- _WHAT IS NEEDED_
Write out every entry word for word.

○ ○ ○

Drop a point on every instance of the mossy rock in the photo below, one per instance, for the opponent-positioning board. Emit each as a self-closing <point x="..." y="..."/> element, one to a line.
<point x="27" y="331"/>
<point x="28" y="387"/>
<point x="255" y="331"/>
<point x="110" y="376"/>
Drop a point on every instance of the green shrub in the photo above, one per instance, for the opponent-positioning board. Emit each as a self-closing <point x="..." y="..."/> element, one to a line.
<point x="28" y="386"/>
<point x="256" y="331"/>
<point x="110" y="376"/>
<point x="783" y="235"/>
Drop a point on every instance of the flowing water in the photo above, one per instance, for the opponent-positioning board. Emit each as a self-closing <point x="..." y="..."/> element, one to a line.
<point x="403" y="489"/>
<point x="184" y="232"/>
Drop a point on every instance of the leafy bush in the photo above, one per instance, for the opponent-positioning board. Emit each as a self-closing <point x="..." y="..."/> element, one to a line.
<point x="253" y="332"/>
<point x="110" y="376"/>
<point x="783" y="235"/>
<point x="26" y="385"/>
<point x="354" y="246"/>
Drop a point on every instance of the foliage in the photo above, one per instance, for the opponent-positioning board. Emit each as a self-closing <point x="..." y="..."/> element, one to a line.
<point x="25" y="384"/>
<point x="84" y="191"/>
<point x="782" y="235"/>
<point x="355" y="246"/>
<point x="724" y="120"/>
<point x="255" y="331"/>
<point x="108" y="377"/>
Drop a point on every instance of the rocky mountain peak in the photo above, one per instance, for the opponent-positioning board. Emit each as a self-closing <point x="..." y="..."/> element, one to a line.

○ ○ ○

- _THE SOLUTION_
Drop a point on every instance of the mossy rock in the photo below, one per instance, for the opponent-positioning board. Emit each as a self-closing <point x="..." y="..."/> element, one to a line.
<point x="27" y="331"/>
<point x="28" y="387"/>
<point x="255" y="331"/>
<point x="110" y="376"/>
Drop a point on every instance of the green shrub in the photo above, one per instance, for the opponent-positioning board. Emit each as a self-closing <point x="..." y="..."/> element, one to a line.
<point x="28" y="386"/>
<point x="256" y="331"/>
<point x="110" y="376"/>
<point x="783" y="235"/>
Drop a point on every instance of the flowing water in the photo above, one per instance, for the opponent-positioning board. Emit each as a self-closing <point x="..." y="..."/> element, one to a line.
<point x="403" y="489"/>
<point x="184" y="232"/>
Drop a point on every instance of the leafy bush in the photo above, one per instance, for the opponent-positioning board. Emit each as a self-closing <point x="..." y="..."/> element, one to a line.
<point x="253" y="332"/>
<point x="110" y="376"/>
<point x="783" y="235"/>
<point x="26" y="385"/>
<point x="354" y="246"/>
Drop a point on every instance of the foliage in the photo above, one per instance, for the opponent-positioning board. Emit each as a self-closing <point x="..." y="..."/> element, one to a line.
<point x="25" y="384"/>
<point x="84" y="191"/>
<point x="782" y="235"/>
<point x="355" y="246"/>
<point x="724" y="120"/>
<point x="255" y="331"/>
<point x="108" y="377"/>
Drop a point on every instance of the rocky mountain peak in the photo above, one per instance, for the opponent-positioning board. Emit each as a self-closing <point x="..." y="..."/> element, one to a line.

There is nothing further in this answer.